Your assignment: Set down exactly the lines below, starting at the one that contains "pixel 30 208" and ending at the one that contains "pixel 536 51", with both of those lines included and nothing else.

*** Block opens ***

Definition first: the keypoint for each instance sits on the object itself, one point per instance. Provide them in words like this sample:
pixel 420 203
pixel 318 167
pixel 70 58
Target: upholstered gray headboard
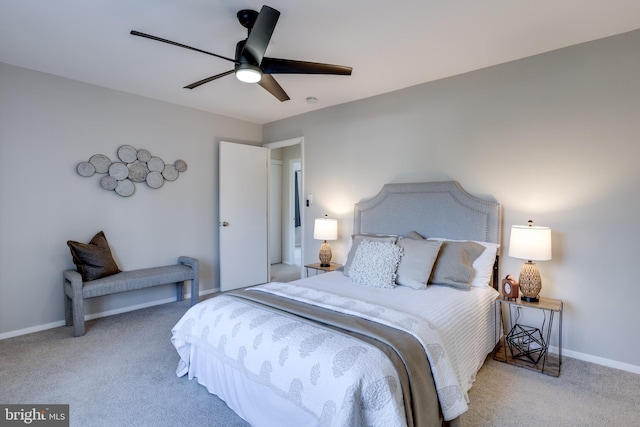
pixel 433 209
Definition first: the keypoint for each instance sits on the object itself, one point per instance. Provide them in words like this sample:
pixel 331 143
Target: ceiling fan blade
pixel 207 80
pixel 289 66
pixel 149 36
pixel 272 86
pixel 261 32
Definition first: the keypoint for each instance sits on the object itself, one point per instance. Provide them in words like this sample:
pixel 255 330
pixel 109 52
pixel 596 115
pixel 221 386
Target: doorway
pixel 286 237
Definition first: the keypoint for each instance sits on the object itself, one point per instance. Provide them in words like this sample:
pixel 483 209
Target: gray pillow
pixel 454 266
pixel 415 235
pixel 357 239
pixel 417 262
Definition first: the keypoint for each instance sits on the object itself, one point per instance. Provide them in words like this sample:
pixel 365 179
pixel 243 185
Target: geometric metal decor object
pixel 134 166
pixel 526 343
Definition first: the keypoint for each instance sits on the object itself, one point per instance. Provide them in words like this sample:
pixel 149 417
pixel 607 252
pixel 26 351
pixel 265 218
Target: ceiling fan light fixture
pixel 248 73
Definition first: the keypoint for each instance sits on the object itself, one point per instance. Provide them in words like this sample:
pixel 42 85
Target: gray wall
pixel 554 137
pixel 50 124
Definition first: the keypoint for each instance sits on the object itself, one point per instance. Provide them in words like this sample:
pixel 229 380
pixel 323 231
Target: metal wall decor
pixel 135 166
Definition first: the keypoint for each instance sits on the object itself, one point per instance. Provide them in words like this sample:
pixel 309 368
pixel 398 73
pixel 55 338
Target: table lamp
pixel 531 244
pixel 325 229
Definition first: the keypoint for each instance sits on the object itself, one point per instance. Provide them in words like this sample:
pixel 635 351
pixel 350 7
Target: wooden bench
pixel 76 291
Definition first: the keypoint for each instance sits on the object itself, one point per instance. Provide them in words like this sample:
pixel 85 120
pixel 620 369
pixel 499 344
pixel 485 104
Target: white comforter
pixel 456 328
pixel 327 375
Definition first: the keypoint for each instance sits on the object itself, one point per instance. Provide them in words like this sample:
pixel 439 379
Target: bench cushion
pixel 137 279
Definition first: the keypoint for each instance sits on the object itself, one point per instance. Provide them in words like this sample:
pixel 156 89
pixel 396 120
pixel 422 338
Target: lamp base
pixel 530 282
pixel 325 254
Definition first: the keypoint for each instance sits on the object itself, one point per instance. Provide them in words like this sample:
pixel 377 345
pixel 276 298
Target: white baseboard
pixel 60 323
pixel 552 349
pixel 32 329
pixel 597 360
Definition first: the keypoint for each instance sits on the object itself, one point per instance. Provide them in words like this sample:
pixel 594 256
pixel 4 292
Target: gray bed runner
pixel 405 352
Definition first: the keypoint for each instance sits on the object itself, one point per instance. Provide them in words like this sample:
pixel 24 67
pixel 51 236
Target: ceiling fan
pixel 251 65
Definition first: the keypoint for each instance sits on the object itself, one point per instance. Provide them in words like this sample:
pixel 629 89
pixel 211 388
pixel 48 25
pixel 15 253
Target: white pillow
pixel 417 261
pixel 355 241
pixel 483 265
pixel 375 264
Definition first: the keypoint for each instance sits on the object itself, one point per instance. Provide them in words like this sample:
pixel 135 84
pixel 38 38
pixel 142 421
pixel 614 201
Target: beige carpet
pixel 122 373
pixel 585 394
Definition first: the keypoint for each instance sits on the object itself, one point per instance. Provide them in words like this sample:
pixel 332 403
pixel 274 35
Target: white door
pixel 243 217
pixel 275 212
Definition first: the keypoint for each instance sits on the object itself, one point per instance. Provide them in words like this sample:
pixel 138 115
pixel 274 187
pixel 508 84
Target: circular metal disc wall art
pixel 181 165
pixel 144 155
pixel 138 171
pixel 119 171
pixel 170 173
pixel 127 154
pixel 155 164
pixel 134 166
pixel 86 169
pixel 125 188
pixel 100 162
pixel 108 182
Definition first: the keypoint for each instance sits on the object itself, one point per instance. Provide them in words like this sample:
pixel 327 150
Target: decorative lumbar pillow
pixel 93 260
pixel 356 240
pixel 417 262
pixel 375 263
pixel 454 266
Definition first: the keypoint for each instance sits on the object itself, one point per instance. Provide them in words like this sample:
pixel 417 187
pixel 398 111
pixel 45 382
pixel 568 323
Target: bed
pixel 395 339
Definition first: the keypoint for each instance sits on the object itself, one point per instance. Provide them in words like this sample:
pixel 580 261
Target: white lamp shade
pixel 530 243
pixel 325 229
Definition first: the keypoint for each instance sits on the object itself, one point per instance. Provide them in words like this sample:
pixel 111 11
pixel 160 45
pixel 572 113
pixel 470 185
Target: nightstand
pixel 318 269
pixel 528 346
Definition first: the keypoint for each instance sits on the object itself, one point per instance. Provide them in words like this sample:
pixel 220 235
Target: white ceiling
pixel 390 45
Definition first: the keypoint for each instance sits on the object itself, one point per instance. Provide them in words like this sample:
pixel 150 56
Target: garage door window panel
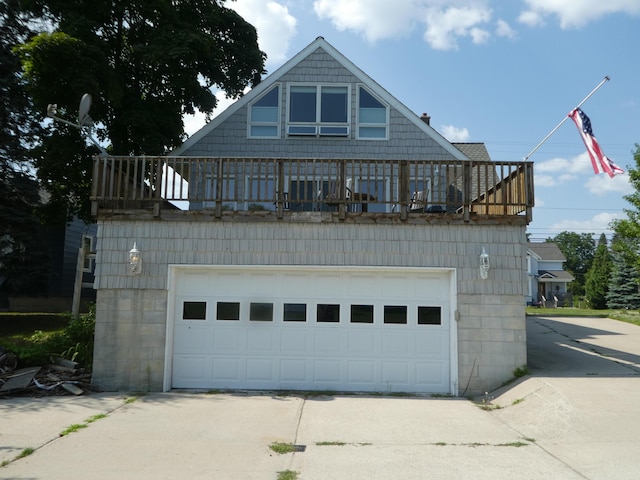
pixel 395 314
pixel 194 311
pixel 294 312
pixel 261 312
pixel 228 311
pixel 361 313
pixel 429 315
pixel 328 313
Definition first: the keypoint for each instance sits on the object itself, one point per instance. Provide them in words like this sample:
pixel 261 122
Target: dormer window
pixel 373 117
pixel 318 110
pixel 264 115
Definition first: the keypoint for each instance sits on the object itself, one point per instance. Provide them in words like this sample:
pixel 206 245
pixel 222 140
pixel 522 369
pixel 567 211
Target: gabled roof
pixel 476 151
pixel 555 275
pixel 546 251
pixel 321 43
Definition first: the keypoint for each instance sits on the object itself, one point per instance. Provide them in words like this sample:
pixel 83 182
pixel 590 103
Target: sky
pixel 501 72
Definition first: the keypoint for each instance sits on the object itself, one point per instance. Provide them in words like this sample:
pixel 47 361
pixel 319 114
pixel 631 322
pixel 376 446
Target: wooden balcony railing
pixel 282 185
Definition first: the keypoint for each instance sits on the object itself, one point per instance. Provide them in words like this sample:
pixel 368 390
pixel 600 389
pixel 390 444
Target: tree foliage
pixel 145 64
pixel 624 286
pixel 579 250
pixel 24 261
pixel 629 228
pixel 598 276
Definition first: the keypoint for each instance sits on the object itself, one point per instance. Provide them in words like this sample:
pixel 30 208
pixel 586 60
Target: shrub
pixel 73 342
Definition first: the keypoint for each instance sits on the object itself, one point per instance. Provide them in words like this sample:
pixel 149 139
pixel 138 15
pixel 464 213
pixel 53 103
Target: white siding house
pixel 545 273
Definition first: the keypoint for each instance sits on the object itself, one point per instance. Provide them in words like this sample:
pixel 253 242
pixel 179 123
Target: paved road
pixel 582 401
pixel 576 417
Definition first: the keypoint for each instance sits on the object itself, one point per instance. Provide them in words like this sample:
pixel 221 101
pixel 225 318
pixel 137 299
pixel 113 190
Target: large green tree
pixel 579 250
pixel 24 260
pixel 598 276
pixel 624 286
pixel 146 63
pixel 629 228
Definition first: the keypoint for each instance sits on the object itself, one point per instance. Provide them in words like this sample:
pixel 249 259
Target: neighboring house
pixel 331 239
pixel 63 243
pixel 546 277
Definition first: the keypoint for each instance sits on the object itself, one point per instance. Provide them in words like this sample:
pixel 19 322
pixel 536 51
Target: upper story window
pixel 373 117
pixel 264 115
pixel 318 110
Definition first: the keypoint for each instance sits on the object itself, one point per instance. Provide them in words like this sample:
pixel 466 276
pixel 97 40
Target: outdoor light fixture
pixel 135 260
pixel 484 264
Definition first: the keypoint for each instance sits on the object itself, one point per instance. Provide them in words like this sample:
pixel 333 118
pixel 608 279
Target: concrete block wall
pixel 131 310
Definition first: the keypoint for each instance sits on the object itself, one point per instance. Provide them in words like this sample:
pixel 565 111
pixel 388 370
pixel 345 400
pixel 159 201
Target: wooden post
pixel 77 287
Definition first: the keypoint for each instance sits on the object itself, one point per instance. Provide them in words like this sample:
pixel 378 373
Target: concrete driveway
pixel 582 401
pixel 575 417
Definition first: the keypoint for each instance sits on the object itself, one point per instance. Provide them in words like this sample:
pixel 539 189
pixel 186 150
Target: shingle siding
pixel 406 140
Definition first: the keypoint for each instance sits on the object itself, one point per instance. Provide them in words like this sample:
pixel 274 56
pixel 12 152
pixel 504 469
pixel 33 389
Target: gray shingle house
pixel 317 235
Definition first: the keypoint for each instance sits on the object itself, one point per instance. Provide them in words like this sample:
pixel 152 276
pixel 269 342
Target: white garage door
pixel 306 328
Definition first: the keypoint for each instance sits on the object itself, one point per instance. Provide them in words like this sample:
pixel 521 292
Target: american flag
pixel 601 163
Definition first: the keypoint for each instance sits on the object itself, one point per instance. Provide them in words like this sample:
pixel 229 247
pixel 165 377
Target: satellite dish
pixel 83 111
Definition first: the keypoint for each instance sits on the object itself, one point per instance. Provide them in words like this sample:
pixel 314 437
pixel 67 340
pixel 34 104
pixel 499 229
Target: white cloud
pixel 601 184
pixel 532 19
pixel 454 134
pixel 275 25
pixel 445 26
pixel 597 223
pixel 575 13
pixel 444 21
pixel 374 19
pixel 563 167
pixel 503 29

*** Block closes ***

Result below:
pixel 30 208
pixel 586 60
Target: shrub
pixel 73 342
Definition first: the keypoint for each instance sits on the object itself, one point per instance. Provide them in words like this sample:
pixel 149 139
pixel 138 15
pixel 464 213
pixel 53 103
Target: white siding house
pixel 545 273
Definition first: the keypoint for each instance sits on the object itself, one point per instance. Provide them in words like this sample:
pixel 253 242
pixel 179 123
Target: paved road
pixel 582 401
pixel 576 417
Definition first: the keypoint for each instance sits on the object itself, one point per instance. Provide them in words like this sample:
pixel 221 101
pixel 225 318
pixel 137 299
pixel 113 190
Target: large green tree
pixel 579 250
pixel 24 260
pixel 598 276
pixel 624 286
pixel 146 63
pixel 629 228
Definition first: the keypoint for each instance sits on the object itself, one point per instance. Provide them in words like this sample:
pixel 249 259
Target: neighboring house
pixel 331 239
pixel 63 243
pixel 546 277
Definition first: the keypoint for each instance sits on the object itself, one point per instance. Provide them in words like this sample:
pixel 19 322
pixel 536 51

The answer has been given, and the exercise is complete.